— Records for this task —
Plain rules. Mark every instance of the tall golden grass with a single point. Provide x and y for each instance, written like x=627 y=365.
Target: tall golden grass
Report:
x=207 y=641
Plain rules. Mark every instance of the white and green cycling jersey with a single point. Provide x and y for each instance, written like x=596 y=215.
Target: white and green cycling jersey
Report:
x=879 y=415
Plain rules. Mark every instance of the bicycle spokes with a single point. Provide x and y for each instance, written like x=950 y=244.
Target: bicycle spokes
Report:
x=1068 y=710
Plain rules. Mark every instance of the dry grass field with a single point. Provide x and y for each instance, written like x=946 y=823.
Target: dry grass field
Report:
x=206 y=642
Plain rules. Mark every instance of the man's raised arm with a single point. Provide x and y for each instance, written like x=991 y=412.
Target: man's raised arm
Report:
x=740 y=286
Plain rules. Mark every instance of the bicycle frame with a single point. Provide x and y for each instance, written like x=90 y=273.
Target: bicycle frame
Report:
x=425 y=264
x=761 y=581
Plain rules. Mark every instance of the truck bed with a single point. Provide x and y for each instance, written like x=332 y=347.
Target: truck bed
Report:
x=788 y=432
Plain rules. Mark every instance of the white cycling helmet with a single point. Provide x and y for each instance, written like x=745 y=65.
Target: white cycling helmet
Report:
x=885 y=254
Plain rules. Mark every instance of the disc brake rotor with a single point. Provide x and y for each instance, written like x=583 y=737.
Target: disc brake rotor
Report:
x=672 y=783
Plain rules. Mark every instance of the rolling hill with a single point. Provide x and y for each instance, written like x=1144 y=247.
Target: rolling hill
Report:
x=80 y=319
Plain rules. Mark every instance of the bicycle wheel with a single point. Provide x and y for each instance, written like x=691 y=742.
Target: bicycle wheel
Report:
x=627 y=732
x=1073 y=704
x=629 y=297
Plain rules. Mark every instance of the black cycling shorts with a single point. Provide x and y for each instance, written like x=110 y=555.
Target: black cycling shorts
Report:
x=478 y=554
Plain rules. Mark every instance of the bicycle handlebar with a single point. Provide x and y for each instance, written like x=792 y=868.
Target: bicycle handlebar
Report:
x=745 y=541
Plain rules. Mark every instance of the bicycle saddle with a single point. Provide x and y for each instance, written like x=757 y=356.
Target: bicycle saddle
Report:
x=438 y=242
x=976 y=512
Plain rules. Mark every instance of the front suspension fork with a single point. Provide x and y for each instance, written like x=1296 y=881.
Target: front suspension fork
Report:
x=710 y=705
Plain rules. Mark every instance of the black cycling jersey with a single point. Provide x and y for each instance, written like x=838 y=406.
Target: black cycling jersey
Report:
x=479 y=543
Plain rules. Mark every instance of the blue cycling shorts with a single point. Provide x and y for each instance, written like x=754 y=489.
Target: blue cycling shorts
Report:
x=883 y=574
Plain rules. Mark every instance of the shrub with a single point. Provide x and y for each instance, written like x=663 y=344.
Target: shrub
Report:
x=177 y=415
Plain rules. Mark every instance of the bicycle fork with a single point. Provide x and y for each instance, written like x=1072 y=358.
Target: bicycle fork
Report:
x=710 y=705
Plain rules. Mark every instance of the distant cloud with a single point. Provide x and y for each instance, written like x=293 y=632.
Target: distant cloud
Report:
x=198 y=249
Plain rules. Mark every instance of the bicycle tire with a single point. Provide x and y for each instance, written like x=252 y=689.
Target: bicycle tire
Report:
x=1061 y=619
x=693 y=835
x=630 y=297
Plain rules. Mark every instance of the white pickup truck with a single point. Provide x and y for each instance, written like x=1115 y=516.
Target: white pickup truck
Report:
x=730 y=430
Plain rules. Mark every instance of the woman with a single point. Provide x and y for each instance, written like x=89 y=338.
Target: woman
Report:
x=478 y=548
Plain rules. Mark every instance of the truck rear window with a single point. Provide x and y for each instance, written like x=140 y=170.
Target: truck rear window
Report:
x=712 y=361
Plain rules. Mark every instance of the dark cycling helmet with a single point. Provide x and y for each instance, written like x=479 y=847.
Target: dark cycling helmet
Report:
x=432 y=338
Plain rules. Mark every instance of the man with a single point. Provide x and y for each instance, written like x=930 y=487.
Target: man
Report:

— Brief —
Write out all the records again, putting "Answer" in place of every "Report" and changing nothing else.

— Result of this exercise —
Plain rules. Mark every instance of the tall golden grass with a single point. Provide x and y for each instance, written like x=627 y=365.
Target: tall golden grass
Answer:
x=207 y=641
Plain rules. Mark every instance of the white and green cycling jersey with a single point. Provide x and y for each instance, written like x=596 y=215.
Target: white and green cycling jersey
Answer:
x=879 y=415
Plain rules. Mark every instance of the bicycle spokes with a single point. Provide x and y for each instance, written like x=950 y=244.
Target: bicycle spokes
Answer:
x=1068 y=710
Plain rules. Mark every instance of the dry grass field with a single point. Provide x and y for each instance, written like x=946 y=823.
Target: dry grass field
Answer:
x=206 y=642
Plain rules. Mark every instance of the man's raised arm with a single point. Provide x and y for each instance, written like x=991 y=412.
Target: man's raised arm
Answer:
x=740 y=286
Plain rules. Mark every instance of the bicycle frame with a single point. Provide x and y for each instance, written like x=90 y=273.
Target: bicycle frame
Answer:
x=425 y=264
x=761 y=581
Plain rules. Mark every instance of the truck bed with a single point. Provide x and y for each instance, written like x=332 y=347.
Target: truck bed
Answer:
x=788 y=432
Plain rules. Mark every instance of the white cycling helmet with a single point. Provide x and y for each instance, written like x=745 y=65.
Target: white cycling helmet
Answer:
x=885 y=254
Plain rules. Mark every instance of the disc brake rotor with a single point. Provide x and y for each instance, written like x=583 y=737.
Target: disc brake rotor
Answer:
x=672 y=783
Plain rules. Mark every instance of the rolling hill with a single point. Provide x and y for each instance, written like x=1144 y=247.
Target: rolling hill
Answer:
x=80 y=319
Plain rules. Mark every instance of the bicycle wheel with a single point. Provide x and y for each instance, written like x=691 y=742.
Target: bicycle wheel
Answer:
x=627 y=732
x=1073 y=704
x=629 y=297
Plain rules. Mark every instance of the black cycling shorts with a single point. Provide x and y for each instance, written like x=110 y=555.
Target: black cycling shorts
Answer:
x=478 y=554
Plain rules. Mark every instance of the bicycle handlebar with a single point. Provide x and y for each instance, written like x=792 y=868.
Target: bicycle handlebar
Answer:
x=745 y=541
Plain rules. Mark every instance of the bicycle saddle with a single point. Provide x and y for each instance, written like x=757 y=356.
Target: bicycle saddle
Answer:
x=438 y=242
x=976 y=512
Plain rules. Mark every instance of the front suspension fork with a single point. Provide x and y for each instance, written like x=1296 y=881.
Target: front suspension fork
Answer:
x=710 y=705
Plain rules. Mark every instance of the black cycling jersey with a single point. Provide x and y for each instance, written like x=838 y=406.
Target: black cycling jersey
Answer:
x=479 y=543
Plain rules. Mark every instance of the blue cycling shorts with a single point. Provide x and y for each instance, written like x=754 y=489.
Target: blue cycling shorts
Answer:
x=883 y=574
Plain rules. Mark every instance of the shrub with a single point. Provide x and y for each instance, written like x=663 y=344.
Target: shrub
Answer:
x=177 y=415
Plain rules. Mark every instance of the bicycle fork with a single point. Provide x and y for each instance, written like x=1072 y=358.
Target: bicycle fork
Answer:
x=710 y=705
Plain rules. Mark every instance of the distant cloud with a single point. Provide x and y for each instance, written like x=293 y=632.
Target: distant cloud
Answer:
x=198 y=249
Plain rules. Mark every instance of the bicycle tire with a single point. Provide x and y for each instance, written like x=252 y=689.
Target: bicycle tire
Answer:
x=1061 y=619
x=693 y=835
x=630 y=297
Plain rules. Mark every instance of the white pickup truck with a single point. Provide x and y for each instance, written like x=1115 y=516.
Target: white pickup truck
Answer:
x=730 y=430
Plain rules. Mark every instance of the woman with a single point. Provide x and y for each instance, written like x=89 y=338.
Target: woman
Answer:
x=478 y=548
Plain rules. Mark every instance of the truck rear window with a single point. Provide x and y for each instance, written like x=140 y=170.
Target: truck rear window
Answer:
x=712 y=361
Plain rules. Mark every instance of the dark cycling helmet with a single point. Provide x and y for each instance, written like x=479 y=847.
Target: dark cycling helmet
Answer:
x=432 y=338
Plain rules. Mark every instance of the man with a single point. Provide x and y for each instance, written like x=930 y=487.
Target: man
Answer:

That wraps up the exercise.